(Records from a data collection)
= Beginning of Section =
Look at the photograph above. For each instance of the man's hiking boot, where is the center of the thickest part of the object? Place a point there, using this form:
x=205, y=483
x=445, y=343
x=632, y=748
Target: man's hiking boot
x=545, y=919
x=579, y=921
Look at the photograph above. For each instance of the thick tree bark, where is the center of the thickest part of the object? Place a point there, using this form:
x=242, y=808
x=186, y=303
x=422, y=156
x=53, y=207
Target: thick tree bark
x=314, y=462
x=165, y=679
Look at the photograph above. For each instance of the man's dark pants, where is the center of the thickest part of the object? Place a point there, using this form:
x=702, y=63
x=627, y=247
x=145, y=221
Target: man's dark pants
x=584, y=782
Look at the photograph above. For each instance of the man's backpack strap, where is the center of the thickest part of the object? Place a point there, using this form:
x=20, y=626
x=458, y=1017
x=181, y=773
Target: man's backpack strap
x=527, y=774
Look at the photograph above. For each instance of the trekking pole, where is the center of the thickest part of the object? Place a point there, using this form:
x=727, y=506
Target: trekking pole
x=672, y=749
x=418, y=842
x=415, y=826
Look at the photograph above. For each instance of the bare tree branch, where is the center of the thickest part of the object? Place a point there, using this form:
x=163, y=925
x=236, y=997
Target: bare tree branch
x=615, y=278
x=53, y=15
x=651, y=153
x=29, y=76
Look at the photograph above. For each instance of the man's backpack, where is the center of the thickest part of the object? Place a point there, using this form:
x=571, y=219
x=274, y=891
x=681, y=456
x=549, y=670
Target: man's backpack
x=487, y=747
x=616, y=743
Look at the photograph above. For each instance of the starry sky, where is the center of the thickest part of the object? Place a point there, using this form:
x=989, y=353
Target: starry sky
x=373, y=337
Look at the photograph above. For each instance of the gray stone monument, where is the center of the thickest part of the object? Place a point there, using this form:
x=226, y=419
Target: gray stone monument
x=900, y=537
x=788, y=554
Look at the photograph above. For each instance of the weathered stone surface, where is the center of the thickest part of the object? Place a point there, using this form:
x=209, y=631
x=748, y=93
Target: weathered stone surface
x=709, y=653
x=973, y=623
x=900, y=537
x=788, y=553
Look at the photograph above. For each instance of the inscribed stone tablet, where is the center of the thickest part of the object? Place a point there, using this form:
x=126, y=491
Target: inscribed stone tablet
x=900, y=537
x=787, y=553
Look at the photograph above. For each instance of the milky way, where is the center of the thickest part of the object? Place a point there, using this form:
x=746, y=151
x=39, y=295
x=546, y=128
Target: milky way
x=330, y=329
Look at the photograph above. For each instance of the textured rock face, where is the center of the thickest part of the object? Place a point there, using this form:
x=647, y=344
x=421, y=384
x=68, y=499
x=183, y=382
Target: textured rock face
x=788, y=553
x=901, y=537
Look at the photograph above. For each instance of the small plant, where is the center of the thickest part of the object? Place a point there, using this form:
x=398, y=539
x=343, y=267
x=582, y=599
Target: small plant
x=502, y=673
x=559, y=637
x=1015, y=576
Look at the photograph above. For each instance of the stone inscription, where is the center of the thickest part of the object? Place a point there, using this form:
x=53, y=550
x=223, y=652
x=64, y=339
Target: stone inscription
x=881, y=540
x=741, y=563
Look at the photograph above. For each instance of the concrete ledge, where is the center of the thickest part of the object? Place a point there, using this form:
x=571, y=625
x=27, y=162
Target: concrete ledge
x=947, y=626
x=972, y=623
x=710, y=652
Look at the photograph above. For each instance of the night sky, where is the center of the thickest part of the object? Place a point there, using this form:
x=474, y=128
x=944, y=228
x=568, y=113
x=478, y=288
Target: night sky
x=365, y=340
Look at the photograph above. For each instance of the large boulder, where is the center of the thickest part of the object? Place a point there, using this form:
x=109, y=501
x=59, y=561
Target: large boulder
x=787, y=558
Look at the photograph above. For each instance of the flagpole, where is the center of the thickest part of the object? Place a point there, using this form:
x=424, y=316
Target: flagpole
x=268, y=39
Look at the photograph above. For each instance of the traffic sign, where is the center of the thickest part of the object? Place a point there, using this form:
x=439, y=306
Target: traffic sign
= End of Section =
> WHAT IS BEING ASKED
Pull out each line of the records holding the string "sign".

> ANSWER TO THE EXERCISE
Look at the photograph above. For each instance of the traffic sign, where is the center of the thickest part of the object? Place a point there, using this form:
Target: traffic sign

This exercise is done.